**Supplied records:**
——————————
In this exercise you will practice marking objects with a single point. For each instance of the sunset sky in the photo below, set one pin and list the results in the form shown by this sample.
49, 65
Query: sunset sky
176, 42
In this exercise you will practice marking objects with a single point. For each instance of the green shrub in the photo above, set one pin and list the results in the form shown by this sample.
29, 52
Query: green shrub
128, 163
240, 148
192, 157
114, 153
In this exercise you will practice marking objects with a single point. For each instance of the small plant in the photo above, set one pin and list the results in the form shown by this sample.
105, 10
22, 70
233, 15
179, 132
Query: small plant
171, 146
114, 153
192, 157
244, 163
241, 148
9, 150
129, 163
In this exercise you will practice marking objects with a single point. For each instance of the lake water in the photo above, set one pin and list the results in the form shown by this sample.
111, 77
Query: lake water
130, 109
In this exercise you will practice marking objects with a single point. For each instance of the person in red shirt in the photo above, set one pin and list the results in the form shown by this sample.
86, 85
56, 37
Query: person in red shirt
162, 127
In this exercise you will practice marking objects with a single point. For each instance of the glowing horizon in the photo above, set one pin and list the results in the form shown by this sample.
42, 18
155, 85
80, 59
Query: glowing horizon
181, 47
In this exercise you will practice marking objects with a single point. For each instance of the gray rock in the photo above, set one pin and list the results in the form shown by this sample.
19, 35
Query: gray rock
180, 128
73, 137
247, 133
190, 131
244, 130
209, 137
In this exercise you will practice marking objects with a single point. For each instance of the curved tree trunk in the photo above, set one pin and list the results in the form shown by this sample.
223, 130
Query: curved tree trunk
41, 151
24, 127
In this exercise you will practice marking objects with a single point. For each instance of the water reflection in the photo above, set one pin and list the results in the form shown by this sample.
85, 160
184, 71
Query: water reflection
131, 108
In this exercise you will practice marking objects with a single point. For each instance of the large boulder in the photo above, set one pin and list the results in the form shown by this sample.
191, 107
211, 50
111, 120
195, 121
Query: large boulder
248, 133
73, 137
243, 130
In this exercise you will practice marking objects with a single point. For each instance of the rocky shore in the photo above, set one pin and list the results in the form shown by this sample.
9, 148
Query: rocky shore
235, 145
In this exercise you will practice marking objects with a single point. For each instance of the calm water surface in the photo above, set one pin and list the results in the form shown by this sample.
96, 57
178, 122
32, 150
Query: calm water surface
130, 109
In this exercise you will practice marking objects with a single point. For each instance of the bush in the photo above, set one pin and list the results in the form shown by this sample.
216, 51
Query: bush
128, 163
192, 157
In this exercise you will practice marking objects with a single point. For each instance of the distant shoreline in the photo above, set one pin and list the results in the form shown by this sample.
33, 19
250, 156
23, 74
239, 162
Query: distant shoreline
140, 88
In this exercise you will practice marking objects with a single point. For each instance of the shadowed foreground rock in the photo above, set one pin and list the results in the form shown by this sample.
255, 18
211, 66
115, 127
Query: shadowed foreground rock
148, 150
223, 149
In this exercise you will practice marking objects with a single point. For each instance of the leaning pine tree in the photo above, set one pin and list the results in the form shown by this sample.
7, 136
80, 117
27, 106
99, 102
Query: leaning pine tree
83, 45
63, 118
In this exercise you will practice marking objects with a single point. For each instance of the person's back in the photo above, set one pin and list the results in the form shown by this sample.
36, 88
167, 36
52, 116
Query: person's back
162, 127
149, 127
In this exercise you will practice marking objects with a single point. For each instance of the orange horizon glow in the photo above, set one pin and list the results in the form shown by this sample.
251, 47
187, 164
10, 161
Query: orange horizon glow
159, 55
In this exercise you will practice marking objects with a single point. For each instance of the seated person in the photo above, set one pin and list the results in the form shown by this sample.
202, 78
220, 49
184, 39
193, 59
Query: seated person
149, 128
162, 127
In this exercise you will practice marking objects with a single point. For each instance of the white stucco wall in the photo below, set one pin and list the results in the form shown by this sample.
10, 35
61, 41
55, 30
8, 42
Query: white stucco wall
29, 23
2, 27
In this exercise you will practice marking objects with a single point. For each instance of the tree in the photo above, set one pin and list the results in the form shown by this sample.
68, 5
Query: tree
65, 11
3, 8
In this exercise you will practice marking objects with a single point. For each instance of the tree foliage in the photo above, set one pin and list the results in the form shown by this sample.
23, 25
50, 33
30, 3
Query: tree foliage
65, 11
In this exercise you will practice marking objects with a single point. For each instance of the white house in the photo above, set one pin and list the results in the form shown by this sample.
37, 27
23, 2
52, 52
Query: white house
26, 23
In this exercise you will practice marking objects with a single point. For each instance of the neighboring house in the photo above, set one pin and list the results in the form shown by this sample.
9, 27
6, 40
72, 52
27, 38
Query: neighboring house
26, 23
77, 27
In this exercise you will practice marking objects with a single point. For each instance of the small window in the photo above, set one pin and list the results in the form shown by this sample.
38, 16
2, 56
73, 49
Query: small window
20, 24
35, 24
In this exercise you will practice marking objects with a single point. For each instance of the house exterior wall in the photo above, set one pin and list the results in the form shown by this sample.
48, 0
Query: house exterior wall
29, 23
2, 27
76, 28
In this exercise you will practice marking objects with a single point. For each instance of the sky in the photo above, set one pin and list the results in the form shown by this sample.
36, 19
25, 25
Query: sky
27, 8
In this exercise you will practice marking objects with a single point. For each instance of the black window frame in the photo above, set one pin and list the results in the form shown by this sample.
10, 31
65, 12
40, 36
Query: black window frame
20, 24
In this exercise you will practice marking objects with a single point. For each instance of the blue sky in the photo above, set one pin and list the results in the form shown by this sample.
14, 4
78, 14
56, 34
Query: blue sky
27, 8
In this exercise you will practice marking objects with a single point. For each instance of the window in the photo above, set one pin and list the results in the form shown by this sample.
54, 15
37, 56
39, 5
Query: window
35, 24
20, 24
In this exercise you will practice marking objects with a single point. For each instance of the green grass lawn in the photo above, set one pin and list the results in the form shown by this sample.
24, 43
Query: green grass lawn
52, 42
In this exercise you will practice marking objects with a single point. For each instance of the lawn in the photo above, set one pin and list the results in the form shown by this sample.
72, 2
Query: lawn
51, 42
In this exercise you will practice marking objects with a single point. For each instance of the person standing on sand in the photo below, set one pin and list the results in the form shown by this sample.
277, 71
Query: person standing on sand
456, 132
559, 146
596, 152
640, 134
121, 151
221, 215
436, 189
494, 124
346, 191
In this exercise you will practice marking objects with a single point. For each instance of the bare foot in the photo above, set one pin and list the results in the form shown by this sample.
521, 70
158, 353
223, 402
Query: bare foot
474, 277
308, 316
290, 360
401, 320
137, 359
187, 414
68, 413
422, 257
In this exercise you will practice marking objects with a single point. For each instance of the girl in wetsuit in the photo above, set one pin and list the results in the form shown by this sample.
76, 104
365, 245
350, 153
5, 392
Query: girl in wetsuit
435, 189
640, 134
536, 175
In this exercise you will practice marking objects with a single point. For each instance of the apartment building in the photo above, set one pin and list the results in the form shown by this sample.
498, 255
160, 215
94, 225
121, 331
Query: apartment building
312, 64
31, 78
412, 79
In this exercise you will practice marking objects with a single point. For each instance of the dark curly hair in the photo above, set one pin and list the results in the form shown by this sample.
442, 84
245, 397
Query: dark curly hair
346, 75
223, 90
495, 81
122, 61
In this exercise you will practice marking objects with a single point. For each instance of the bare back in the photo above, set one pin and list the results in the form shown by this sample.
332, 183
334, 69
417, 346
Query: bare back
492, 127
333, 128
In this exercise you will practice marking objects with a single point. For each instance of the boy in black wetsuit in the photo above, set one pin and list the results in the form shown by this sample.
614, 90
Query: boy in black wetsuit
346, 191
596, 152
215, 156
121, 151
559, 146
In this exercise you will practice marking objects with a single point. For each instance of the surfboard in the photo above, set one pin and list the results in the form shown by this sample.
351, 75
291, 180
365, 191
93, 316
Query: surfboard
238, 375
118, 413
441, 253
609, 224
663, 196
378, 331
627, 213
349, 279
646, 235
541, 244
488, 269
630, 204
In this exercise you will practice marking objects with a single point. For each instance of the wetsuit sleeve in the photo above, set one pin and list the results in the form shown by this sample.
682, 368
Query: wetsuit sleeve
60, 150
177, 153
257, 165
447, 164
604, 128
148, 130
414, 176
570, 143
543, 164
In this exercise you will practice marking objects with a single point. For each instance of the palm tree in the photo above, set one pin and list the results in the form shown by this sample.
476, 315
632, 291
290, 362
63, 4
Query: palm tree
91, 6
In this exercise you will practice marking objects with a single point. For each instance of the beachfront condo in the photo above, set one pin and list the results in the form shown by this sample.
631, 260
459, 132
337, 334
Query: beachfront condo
——————————
**What is being asked:** Take the line that contains "of the apartment" and each line after it down to the last of the records, and retype them exactly; add nothing else.

**Response below:**
In this exercise you will practice marking objects with a single point. For each instance of the apartment building in the photo above, set one pin and list the results in the form shown by this sample.
498, 255
160, 215
94, 225
121, 331
Query: apartment building
312, 64
31, 78
412, 79
In this exercise you will practice marking objects with a single point. For each instance of the dark curly hair in the photo above, set one pin and list the results in the form shown by this sample.
442, 84
245, 397
Query: dark curly hair
346, 75
223, 90
495, 81
122, 61
In this exercise you will practice marking objects with a single point. For each instance of the bare back in the photo above, set one pin and list the results in the form shown by this sample.
332, 183
334, 69
417, 346
Query: bare back
492, 127
333, 128
In this exercise you will practice marking objects with a single point. For each instance of the boy in black wetsuit in the photo above, set one pin and list the results in the form shown by this sample.
614, 90
Query: boy in black wetsuit
346, 191
596, 152
215, 156
121, 151
559, 146
In this exercise you will practice marking objects with a single point. For each instance of the surfboard in the photo above, set one pin and list the results in the form shown by this sample.
351, 75
291, 180
365, 191
93, 316
Query: surfboard
238, 375
118, 413
441, 253
609, 224
663, 196
378, 331
627, 213
349, 279
646, 235
541, 244
488, 269
630, 204
In this exercise you will practice marking objects with a single point. For each instance of the wetsuit sleeve in the photo above, set one pin and list the results in the form shown by this sample.
682, 368
Query: wetsuit sleeve
60, 150
177, 153
257, 165
447, 164
604, 128
148, 130
414, 176
570, 143
543, 164
In this exercise you will practice marking objects with a single point. For each instance of the palm tree in the photo above, set one pin and list the results in the form shown by this sample.
476, 315
632, 291
290, 362
63, 4
Query: palm tree
91, 6
In this exercise you will practice marking objects with a single point. For each instance of the beachfront condo in the photo above, set one pin and list the results in the form shown by this sample.
631, 260
459, 132
337, 334
Query: beachfront condo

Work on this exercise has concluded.